The article below on Apple's falling share price names the products Jony Ive led the design of. List every one of them.
Extracted text Block Start
Shares in Apple, Inc. (tkr: AAPL) have fallen approximately 6% since last Wednesday. This fall is presumably the result of several interesting new stories that have broken over the last week. Last Thursday the National Enquirer published several pictures of Apple's founder, Steve Jobs, looking frail and exhausted as he left the Standford Cancer Center. Along with the pictures, the Enquirer ran an article claiming that Jobs has just six weeks to live. Then, on Friday, the Wall Street Journal reported that the Justice Department and FTC have begun to investigate whether Apple's recent changes to its app store, which require that application developers offer an "in app" option to purchase content, giving Apple a 30% cut, violate antitrust laws.
According to The Street, over 100 hedge funds have closed out or reduced their positions in Apple recently, while about 30 funds took new positions or extended their existing positions in the company. Though there is clearly not a consensus among hedge fund managers as to the future of Apple's share price, three times as many hedge funds are bearish and have sold their long positions. So, which side is right, the bulls or the bears?
Apple's fundamentals have not changed over the last week; it still has about $60 billion in cash, it did not lower its quarterly guidance and it's still a profitable company. The recent sell-off is simply due to speculation about Apple's future, a future which I consider to be as bright as ever.
Yes, Jobs is sick and, if the Enquirer is correct, he may die soon. His death would be a huge loss to the tech industry as a whole. I don't want to belittle Jobs's possible death - he is a hero of mine - but I don't think it would severely impact Apple's operations. On January 17th of this year, Apple announced that Jobs would be taking a medical leave of absence so that he could focus on his health. According to the announcement, Jobs remains CEO and is still involved in strategic decisions, but Tim Cook, Apple's COO, is responsible for day-to-day operations. This was not the first time that Jobs took such a leave of absence - on January 14, 2009, Apple issued a press release strikingly similar to the one from this year. Apple did just fine in 2009, and it's doing just fine now. Steve Jobs is not Apple.
While we don't know who would replace Jobs if he were to leave Apple for good, three possible choices come to mind: Tim Cook, Peter Oppenheimer - Apple's CFO, and Jony Ive - Apple's Sr. VP of Industrial Design - all of whom have been with Apple for over a decade. It's likely that Cook would be tapped as CEO, especially considering that Jobs has selected him twice to run day-to-day operations. With the operational aspects of Apple in safe hands the question arises, "who would replace Jobs as the visionary leader of the company?" The answer is clear, Jony Ive. Ive was the lead designer of the iMac, PowerBook, MacBook, iPod, iPhone and iPad. In other words, he has worked on every major Apple product released in the last decade. In short, even if Jobs left Apple, it would still be competently manged and capable of producing innovative, market-leading products.
Extracted text Block End
Source material Block Start
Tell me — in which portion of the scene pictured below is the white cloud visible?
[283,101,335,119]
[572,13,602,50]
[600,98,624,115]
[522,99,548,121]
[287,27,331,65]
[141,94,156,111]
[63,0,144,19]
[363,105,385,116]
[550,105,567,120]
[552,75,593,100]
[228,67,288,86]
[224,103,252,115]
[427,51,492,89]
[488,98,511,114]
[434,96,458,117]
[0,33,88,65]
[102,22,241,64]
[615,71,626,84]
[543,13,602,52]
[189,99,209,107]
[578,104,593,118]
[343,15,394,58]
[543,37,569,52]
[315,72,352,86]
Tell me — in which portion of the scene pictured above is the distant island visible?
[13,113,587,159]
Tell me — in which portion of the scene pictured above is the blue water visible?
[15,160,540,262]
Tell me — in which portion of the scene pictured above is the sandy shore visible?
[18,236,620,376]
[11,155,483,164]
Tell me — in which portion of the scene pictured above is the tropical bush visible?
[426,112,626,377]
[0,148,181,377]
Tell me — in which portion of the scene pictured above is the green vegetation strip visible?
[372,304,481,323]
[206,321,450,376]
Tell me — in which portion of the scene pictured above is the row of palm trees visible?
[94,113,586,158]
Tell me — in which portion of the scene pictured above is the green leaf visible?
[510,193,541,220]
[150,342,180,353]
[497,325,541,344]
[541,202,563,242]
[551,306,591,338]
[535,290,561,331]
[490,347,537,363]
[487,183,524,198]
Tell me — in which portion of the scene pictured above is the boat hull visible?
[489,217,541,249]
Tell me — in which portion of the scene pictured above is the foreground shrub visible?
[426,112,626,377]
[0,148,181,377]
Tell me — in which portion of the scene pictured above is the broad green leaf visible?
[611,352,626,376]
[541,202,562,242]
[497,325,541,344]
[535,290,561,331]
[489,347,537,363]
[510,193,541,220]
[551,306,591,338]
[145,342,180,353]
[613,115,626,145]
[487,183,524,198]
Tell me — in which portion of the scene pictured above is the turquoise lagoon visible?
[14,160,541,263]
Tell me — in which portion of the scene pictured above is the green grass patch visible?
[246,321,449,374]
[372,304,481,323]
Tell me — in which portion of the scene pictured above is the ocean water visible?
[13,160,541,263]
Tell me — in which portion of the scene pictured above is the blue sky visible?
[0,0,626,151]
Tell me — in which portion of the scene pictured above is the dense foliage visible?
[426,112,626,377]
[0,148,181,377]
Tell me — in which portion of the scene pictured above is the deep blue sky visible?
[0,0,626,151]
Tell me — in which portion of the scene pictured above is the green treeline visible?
Source material Block End
## Answer section
iMac, PowerBook, MacBook, iPod, iPhone, iPad